Reproduce the records from the line with "green cucumber shown in the photo above." through the end of the records, including the requests, but multiply every coordinate in the answers by 1.25 and round each result to a whole number, with halves rounded up. Give only those lines.

• [Input material]:
++++++++++

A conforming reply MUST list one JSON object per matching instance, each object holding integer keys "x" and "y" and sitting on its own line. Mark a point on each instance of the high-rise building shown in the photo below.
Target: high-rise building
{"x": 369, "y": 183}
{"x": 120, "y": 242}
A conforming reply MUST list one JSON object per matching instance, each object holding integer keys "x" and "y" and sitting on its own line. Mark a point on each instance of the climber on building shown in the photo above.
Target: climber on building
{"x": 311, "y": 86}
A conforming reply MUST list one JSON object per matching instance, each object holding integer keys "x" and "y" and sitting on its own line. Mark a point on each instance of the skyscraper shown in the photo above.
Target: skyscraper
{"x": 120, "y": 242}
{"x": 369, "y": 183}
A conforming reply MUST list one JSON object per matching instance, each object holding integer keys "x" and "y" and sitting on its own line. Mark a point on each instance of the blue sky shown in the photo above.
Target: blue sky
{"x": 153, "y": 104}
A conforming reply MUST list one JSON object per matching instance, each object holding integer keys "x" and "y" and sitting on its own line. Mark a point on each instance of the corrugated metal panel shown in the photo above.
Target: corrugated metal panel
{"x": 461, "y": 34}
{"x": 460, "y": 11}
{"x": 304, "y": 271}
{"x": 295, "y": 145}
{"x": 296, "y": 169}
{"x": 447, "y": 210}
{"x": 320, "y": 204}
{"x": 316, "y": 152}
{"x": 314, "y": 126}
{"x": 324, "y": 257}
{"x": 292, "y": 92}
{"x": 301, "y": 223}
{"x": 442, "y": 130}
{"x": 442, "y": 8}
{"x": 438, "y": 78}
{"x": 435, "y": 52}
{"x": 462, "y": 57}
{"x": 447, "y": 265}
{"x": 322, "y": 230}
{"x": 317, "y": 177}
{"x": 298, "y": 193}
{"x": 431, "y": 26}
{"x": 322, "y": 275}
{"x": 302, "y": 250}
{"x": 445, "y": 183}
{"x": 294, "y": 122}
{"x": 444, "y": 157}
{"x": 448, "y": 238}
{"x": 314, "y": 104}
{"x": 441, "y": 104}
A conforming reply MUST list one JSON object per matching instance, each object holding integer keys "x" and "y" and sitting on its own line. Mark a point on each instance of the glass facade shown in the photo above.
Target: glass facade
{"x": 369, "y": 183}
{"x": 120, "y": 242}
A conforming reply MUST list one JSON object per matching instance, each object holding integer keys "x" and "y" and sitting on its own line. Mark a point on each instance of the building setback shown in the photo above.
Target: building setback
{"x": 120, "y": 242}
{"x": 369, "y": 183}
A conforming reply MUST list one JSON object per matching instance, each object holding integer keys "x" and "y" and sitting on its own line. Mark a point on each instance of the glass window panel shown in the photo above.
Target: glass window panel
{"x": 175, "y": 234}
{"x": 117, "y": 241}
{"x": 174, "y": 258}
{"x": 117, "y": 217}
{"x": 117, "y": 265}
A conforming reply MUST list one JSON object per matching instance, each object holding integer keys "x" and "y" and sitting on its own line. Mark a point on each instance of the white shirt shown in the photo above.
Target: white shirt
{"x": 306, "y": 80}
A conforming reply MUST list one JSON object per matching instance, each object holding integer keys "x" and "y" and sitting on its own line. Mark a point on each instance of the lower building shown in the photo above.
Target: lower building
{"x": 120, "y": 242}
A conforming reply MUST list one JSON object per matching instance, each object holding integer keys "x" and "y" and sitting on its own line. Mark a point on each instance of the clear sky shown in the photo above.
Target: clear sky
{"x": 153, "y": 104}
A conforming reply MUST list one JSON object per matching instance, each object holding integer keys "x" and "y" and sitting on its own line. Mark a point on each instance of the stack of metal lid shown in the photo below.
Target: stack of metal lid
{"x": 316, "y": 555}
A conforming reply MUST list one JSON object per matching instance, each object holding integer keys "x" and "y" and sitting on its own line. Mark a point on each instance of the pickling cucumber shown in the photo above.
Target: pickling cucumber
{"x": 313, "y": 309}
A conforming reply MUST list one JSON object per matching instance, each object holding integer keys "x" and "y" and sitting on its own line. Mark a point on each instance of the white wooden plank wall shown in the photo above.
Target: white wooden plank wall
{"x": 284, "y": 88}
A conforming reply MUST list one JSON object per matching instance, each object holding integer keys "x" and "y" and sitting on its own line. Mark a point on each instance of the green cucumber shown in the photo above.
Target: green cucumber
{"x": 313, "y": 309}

++++++++++

• [Reply]:
A conforming reply MUST list one JSON object per matching instance, each object holding integer keys "x" and "y" and sitting on its own line. Mark a point on each instance of the green cucumber shown in the photo above.
Target: green cucumber
{"x": 391, "y": 386}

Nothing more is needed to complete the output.